■ **Article**
|---|

Friday, March 11, 2011

Jurassic Pick (and roll)

People in the Stone Age played a primitive form of basketball. I should know because I was there, if you listen to what my kids have to say.

Back in the 1970s when large carnivorous reptiles roamed the earth and the only word man could say was “Ug” – again, according to my offspring – basketball was a far different game than it is today.

Yes, we used a round ball made from a farm animal when I played in high school. The backboard was its usual rectangular shape and the referees were just as vision-impaired as always. But much of the rest of the game looked nothing like it does now.

For starters, the rules were practically primordial.

Naismith invented basketball in 1891 B.C -- er, A.D.
There was no three-point shot. Until the mid-1980s you could launch a Spaulding at the basket from the other end of town and you’d earn no more for putting it through the net than if you laid one up from a foot away. That is, if those sight-challenged guys with the zebra print shirts didn’t whistle you out of bounds first.

In the prehistoric era of James Naismith’s invention, long-range field goal attempts were usually considered bad shots. Normally, only short guys who didn’t have the skills to dribble through the tall timber to get to the rim dared try one from distance. Nowadays, every guard, forward, center, team manager, mascot and hot dog vendor with a half-second to get one off steps behind the arc to let fly, and we hold up as virtuosos those whose failure rate is only six out of 10.

The alternating possession rule was a mere twinkle in the rules maker’s eyes in the 1970s, too. Back then, every tie up resulted in a jump ball, which apparently so slowed the action when it happened once or twice a game that a rule change just had to be made in 1981. The two-shot double bonus on the 10th team foul was not yet adopted, either – a 1990 rule addition that has greatly sped up the action when it happens in 90 percent of all halves. Countless clock stoppages for free throws always put fans in the seats.

Also, dunking was illegal at the amateur level for much of the ‘70s. Basketball’s regulatory body removed that prohibition late in the decade, introducing fans to such game improvements as hanging on the rim and the shattered backboard.

|---|

■ **Information shown**
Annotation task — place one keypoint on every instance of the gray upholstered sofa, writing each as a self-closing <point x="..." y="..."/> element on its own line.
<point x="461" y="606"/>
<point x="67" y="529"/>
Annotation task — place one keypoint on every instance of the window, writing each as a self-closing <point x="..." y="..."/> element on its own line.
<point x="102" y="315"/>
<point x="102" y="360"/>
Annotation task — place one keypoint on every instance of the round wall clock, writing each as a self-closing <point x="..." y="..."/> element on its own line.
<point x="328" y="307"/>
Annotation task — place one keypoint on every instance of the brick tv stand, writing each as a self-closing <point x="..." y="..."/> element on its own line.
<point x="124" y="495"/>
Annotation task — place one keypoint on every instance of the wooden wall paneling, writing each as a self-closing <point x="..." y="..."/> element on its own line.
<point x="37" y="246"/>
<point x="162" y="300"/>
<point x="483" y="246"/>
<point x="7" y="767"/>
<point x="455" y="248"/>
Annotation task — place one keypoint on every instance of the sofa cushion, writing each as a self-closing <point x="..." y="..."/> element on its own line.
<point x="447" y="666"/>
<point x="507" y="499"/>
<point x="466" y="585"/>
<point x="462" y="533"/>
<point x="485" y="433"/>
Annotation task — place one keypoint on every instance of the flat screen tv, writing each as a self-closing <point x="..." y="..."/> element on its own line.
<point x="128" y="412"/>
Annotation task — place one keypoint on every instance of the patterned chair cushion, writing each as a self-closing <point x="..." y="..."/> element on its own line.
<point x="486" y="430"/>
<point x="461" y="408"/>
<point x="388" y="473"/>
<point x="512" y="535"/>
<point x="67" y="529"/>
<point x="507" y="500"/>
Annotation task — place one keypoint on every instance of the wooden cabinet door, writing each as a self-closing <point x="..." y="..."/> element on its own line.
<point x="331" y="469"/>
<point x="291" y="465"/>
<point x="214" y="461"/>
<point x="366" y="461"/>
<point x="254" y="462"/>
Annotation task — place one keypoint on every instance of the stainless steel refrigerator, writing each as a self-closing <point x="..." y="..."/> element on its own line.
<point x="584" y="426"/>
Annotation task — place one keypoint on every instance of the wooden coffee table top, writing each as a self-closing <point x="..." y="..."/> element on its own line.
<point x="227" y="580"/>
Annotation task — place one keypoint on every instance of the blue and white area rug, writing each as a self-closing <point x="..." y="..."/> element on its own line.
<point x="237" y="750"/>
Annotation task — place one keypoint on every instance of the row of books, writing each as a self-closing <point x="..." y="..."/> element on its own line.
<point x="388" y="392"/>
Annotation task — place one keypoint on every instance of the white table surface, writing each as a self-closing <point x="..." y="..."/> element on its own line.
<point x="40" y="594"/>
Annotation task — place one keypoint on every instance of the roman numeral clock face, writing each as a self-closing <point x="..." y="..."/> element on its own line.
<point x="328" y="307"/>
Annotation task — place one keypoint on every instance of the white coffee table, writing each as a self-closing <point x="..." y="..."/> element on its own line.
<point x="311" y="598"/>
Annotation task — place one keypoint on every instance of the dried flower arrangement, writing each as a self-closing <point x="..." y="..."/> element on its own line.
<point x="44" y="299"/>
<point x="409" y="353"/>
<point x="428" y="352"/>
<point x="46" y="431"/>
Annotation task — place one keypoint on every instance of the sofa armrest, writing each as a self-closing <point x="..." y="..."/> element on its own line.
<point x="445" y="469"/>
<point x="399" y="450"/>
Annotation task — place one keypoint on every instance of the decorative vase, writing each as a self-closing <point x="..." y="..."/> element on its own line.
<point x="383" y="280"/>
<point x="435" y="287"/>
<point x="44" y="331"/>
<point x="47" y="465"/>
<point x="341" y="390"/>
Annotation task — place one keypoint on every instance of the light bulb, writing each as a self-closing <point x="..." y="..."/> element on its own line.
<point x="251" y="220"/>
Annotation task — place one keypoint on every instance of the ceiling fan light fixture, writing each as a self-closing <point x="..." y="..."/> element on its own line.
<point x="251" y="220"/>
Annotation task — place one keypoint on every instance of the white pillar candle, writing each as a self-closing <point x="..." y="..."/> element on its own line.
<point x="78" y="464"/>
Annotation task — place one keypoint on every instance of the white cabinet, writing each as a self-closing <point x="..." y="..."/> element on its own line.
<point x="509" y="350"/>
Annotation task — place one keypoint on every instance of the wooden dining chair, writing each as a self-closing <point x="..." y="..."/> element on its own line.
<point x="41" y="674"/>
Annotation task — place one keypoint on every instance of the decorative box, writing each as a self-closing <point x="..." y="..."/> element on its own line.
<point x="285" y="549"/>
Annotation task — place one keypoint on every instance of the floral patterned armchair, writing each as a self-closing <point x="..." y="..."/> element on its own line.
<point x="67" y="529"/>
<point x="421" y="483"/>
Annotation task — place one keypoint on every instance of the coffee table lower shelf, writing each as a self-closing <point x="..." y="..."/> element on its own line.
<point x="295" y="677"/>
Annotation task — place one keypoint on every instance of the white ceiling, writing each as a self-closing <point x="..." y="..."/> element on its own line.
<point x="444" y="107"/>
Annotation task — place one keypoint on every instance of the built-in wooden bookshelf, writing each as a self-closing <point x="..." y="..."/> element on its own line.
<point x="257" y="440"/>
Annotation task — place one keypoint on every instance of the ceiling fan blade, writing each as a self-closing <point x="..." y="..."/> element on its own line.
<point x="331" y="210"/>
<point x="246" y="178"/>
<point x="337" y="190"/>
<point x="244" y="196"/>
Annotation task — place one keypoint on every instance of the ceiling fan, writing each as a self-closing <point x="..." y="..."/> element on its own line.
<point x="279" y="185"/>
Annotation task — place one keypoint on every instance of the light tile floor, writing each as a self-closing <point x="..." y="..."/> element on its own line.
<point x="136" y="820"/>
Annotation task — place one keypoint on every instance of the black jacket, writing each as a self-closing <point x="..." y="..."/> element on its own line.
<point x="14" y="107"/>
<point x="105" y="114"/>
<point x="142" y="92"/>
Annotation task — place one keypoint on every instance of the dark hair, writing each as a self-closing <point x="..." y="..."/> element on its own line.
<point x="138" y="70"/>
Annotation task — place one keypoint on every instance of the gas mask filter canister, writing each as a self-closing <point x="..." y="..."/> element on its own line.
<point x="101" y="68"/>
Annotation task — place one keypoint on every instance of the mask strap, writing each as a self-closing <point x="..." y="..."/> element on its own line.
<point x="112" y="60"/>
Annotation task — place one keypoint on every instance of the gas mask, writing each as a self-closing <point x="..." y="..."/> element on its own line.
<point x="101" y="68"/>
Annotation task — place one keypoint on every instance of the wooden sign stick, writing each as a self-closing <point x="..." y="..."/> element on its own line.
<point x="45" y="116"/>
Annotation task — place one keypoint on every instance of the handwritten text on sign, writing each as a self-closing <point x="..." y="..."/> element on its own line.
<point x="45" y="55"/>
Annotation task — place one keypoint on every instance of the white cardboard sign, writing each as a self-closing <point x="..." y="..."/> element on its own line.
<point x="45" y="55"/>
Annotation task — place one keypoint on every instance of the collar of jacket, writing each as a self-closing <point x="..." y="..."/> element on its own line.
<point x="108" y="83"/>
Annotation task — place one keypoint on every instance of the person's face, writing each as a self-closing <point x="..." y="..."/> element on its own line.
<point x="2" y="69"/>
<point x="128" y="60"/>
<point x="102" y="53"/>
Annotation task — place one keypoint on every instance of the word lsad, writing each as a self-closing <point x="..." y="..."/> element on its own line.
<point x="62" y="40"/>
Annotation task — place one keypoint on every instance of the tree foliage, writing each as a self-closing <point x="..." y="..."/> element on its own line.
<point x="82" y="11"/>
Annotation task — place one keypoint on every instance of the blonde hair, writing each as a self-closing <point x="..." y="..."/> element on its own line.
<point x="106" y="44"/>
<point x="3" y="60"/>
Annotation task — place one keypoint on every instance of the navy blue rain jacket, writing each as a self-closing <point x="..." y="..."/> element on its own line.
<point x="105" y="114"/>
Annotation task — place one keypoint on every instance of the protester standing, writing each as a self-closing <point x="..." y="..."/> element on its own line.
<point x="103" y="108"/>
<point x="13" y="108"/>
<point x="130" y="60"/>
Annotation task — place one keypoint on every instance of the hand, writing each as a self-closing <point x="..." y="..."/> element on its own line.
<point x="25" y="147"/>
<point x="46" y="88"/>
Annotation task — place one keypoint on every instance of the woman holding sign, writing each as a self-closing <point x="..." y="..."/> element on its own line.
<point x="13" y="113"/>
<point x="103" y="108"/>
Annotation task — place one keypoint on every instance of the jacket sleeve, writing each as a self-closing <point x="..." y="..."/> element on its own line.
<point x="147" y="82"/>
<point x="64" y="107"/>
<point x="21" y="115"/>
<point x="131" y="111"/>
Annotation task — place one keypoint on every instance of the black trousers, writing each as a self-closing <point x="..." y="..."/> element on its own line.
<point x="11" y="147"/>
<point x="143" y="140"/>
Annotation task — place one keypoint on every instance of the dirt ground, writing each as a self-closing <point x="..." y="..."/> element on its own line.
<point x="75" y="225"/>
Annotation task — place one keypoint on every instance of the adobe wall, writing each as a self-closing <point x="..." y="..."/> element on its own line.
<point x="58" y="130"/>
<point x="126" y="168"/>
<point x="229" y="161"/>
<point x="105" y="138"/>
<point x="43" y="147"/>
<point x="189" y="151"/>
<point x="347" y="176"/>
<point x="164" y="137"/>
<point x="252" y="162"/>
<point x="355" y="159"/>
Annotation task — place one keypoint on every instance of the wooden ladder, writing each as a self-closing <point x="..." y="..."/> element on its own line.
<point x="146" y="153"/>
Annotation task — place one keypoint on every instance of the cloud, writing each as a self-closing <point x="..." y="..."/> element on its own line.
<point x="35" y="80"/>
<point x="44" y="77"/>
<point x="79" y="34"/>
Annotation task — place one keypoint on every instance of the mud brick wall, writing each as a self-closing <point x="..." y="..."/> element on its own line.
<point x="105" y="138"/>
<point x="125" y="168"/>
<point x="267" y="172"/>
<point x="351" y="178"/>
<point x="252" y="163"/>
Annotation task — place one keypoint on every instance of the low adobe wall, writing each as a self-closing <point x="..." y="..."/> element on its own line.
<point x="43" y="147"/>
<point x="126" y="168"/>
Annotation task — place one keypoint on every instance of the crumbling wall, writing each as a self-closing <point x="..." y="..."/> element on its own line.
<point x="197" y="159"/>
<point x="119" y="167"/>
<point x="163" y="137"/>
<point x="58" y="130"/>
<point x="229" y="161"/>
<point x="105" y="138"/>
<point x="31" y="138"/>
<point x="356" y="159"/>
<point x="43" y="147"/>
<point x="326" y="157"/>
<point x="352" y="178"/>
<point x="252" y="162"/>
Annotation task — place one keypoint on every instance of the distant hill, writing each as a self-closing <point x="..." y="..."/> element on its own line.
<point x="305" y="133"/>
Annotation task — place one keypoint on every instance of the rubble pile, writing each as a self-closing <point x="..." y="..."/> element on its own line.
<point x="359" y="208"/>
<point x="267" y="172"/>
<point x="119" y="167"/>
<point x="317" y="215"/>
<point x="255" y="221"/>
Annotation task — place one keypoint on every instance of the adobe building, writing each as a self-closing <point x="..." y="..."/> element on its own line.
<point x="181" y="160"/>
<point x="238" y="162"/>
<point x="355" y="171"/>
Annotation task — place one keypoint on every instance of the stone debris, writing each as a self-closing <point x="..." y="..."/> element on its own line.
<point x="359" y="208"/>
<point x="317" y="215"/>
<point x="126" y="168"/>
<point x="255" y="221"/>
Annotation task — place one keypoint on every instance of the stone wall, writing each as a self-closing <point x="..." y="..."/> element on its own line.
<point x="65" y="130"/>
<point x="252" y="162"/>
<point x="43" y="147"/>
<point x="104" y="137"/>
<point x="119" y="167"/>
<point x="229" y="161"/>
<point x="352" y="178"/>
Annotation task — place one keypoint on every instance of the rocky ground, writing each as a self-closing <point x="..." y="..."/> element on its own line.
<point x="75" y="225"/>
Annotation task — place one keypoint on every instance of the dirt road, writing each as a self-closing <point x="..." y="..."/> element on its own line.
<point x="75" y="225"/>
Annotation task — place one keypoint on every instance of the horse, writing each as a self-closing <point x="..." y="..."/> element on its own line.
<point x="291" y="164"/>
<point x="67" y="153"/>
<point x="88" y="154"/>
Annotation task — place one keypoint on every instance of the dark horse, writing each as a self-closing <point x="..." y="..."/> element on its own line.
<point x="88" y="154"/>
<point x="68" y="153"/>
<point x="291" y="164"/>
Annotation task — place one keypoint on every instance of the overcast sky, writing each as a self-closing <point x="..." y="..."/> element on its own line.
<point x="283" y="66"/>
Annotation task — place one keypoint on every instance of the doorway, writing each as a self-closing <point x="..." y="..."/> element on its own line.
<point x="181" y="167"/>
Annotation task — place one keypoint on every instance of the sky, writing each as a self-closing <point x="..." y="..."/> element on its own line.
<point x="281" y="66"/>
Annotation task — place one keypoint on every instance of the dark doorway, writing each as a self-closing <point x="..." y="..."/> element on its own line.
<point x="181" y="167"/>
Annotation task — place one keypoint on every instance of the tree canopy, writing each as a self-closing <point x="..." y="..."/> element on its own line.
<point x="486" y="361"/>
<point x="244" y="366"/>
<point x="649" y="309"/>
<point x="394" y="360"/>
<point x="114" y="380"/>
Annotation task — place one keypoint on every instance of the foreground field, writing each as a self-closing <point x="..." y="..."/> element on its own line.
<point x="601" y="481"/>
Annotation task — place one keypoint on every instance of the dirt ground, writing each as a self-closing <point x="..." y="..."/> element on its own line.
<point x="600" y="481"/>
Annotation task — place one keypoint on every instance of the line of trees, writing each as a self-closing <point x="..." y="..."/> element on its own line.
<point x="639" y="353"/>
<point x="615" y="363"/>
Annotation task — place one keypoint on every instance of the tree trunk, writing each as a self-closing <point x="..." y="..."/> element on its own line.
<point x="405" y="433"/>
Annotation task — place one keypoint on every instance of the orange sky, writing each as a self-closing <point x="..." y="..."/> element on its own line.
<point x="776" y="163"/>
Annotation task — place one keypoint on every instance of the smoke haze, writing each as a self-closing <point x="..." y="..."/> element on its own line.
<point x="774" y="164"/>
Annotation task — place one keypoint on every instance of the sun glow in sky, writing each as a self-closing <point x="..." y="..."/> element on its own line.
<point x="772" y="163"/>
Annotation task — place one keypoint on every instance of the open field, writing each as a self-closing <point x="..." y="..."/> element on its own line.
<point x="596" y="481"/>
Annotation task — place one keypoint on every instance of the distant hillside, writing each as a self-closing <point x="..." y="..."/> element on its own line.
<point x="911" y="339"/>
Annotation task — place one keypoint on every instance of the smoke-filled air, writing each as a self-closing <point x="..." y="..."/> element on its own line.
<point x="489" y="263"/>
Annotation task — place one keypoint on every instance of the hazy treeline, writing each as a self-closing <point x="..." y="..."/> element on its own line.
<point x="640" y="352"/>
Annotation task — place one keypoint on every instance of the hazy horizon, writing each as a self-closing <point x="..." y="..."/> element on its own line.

|---|

■ **Job 1**
Transcribe the passage of the basketball column from "Yes, we used" up to and including "were practically primordial.".
■ **Job 2**
Resume the column on 1970s basketball, continuing from its final sentence.

■ **Output 1**
Yes, we used a round ball made from a farm animal when I played in high school. The backboard was its usual rectangular shape and the referees were just as vision-impaired as always. But much of the rest of the game looked nothing like it does now.

For starters, the rules were practically primordial.

■ **Output 2**
The rim is a hang out place these days
Oh, and then the breakaway rim.

Style of play also has evolved substantially in the 30-plus years since my scholastic hoops career. Set plays were the norm back in the day. We had to memorize six or eight basic plays, with four or five shooting options available for each.

The modern game is all about motion. Everyone moves. They go here, there and everywhere. The spectacle takes on almost a Swan Lake quality, as five guys wearing one color prance about the court while five guys wearing another color chase them around. Every so often one of the guys whose team has possession of the ball steps in front of a chaser, sending the unfortunate slob into a collision reminiscent of those TV crash test dummy PSAs. They call it a “pick.” Short for “pick-him-up-off-the-floor.”

Then there are the team uniforms. Today’s basketball players are adorned in moisture-wicking muscle shirts, shorts easily able to double as gas grill covers and calf-length sneakers engineered to both add three inches to the athlete’s vertical jump and garner a $500 price tag without so much as causing the buyer to grunt in disgust.

Hoops fashion in the 1970s included:

That 70s fashion
* A form-fitting tank top that, in female apparel parlance, was held up by spaghetti straps. A large block numeral appeared on the back with a smaller block number on the front, along with the word “Eagles,” which was placed there because everyone named their team after our national bird.

* Shorts cut high enough to reveal the entire fibula, tibia, knee, thigh and the athletic supporter washing instructions tag.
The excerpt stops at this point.